Passage provided:
3. Scope and Reseller Role

   3.1 GND acts solely as reseller and billing intermediary, not as manufacturer, developer, or service provider.

   3.2 Customer’s use of each Product is governed exclusively by the applicable Vendor Agreement.

   3.3 In the event of conflict between this Agreement and a Vendor Agreement, the Vendor Agreement prevails for all matters related to the Product’s license, functionality, data handling, warranty, or SLA, while this Agreement governs the commercial relationship between GND and the Customer.

   3.4 GND may coordinate first-level communication or support but bears no responsibility for Vendor performance, uptime, or technical failures.

   3.5 Each Order Form shall clearly identify whether it is issued by GND or PT GND or ALPHA CODE.

4. Orders, Fees, and Payment

   4.1 All Orders shall be in writing through a GND or its affiliates -issued Order Form referencing the Vendor and Product.

   4.2 Customer agrees to pay all Fees in accordance with the Order Form. Default payment term: thirty (30) days from invoice date.

   4.3 All payments are non-refundable unless expressly stated.

   4.4 Taxes and Withholding:

  • Indonesian Customers shall be responsible for all applicable VAT and withholding tax.

  • Singapore-based Customers shall pay all GST and applicable duties.

  • Cross-border payments shall be made in USD as specified.

  • For avoidance of doubt, each party is responsible to bear its own taxes arising from this transaction.

   4.5 Late payment entitles GND to suspend delivery or terminate the Order after written notice.

5. Term and Renewals

   5.1 The initial Term begins on the Effective Date and continues for the duration specified in the Order Form.

   5.2 Unless otherwise stated, subscriptions automatically renew for successive terms of equal duration unless Customer provides written notice of non-renewal at least ninety (90) days prior to expiration.

   5.3 Renewal pricing or Vendor-imposed increases shall be communicated at least ninety (90) days prior to renewal.

   5.4 If the Customer continues using the Product beyond expiry without objection, such continuation constitutes acceptance of renewal.

6. Termination

   6.1 Either Party may terminate this Agreement or an individual Order Form for material breach if such breach remains uncured for thirty (30) days after written notice.

   6.2 GND may terminate immediately upon Customer’s insolvency, regulatory violation, or breach of Vendor Agreement.

   6.3 Upon termination or expiry:

  • Customer shall immediately cease using the Product.

  • All unpaid amounts become due and payable.

  • Licences may convert into a direct Vendor-Customer relationship if permitted by the Vendor.

Entries shown:
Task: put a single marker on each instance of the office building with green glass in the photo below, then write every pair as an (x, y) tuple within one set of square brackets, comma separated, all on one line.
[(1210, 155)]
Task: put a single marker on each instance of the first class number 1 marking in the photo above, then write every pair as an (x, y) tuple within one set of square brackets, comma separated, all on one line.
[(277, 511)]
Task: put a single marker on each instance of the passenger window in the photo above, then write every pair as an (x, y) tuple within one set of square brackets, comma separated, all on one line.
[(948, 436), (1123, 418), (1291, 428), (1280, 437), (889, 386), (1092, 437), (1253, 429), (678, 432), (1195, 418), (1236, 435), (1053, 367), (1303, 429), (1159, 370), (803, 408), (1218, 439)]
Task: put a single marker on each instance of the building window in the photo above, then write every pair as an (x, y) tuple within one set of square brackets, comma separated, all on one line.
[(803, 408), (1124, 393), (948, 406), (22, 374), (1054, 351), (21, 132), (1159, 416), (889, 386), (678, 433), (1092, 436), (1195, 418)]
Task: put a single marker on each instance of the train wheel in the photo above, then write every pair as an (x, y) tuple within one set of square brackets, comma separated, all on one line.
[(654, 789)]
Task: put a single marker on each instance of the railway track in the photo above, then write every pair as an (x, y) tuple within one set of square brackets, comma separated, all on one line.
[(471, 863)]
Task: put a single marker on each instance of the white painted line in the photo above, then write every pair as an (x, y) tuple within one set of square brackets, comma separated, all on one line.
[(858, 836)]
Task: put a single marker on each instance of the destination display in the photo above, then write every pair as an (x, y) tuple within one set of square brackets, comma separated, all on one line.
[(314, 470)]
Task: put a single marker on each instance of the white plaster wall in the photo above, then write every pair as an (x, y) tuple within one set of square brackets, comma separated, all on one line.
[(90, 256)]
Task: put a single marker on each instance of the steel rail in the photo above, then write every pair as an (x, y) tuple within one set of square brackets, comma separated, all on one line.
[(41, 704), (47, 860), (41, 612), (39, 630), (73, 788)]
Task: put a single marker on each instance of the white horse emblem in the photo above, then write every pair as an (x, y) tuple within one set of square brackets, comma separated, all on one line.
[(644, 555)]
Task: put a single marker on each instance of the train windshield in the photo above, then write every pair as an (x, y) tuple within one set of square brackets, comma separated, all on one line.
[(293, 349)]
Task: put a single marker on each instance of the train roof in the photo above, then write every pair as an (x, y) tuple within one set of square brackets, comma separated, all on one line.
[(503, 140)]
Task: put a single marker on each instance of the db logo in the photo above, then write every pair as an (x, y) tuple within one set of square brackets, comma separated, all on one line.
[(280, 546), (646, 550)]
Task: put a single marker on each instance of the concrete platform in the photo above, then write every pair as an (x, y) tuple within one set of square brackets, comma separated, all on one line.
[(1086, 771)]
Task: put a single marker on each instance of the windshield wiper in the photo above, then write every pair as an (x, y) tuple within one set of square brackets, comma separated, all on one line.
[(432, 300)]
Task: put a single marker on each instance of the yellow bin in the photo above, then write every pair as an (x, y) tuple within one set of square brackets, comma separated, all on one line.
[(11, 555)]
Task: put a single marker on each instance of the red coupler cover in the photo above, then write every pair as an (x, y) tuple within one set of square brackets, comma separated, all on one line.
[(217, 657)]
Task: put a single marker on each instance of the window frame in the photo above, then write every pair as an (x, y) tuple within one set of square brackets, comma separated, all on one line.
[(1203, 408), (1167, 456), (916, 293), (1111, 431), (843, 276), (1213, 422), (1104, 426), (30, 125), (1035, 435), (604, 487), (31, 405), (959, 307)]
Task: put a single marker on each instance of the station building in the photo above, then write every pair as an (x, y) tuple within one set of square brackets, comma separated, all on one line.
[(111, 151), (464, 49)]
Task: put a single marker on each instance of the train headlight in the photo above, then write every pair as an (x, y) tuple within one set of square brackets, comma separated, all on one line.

Your goal:
Pick up the reseller agreement text above after its final clause and continue drafting it in the same style.

Answer to this problem:
  • Sections that naturally survive shall remain in force (Confidentiality, Liability, etc.).

6.4 Termination does not relieve Customer from payment obligations accrued before termination.

 

7. Vendor Agreements and Flow-Down Obligations

   7.1 Customer acknowledges and agrees that its rights and obligations concerning the Product are governed by the Vendor Agreement.

   7.2 Notwithstanding GND’s provision to the applicable Vendor Agreement link at the time of Order (see Annex A), Customer acknowledges and agrees that by using and activating the Product, it is bound by the terms and conditions under the Vendor Agreement.

   7.3 Customer’s acceptance of this Agreement constitutes deemed acceptance of the relevant Vendor Agreement.

   7.4 If a Vendor updates its terms or SLA, such changes automatically apply to Customer’s continued use of the Product.

   7.5 Vendor is solely responsible for Product quality, uptime, data security, and warranty.

   7.6 Customer authorises GND to share relevant order or user information with the Vendor strictly for provisioning, licensing, and compliance.

   7.7. Notwithstanding that GND and its affiliates is not a signatory to any Vendor Agreement, and irrespective of whether the Customer has directly executed or separately accepted such Vendor Agreement, the Customer acknowledges and agrees that by purchasing, accessing, installing, activating, or using any Product supplied through GND, the Customer is deemed to have read, understood, and accepted the applicable Vendor Agreement (including any EULA, SLA, Privacy Policy, or DPA) as binding upon it.

          The Customer further agrees that such Vendor Agreement governs all rights, restrictions, warranties, and obligations concerning the Product and that continued use or renewal of the Product constitutes affirmative acceptance of any updates to the Vendor Agreement made by the Vendor from time to time.

 

8. Responsibilities, Indemnity, and Liability

   8.1 Unless otherwise agreed by GND and Customer, GND’s role is administrative and commercial; the Vendor is fully responsible for technical, operational, or service performance.

   8.2 GND’s aggregate liability to Customer for any claim shall not exceed the reseller margin actually retained by GND for the affected Product in the twelve (12) months preceding the claim.

   8.3 GND is not liable for indirect, incidental, punitive, or consequential damages, loss of data, or profit, even if advised of the possibility.

   8.4 Customer shall indemnify, defend, and hold harmless GND and its affiliates from all losses or claims arising out of (a) misuse of the Product, (b) breach of the Vendor Agreement, or (c) Customer’s violation of laws.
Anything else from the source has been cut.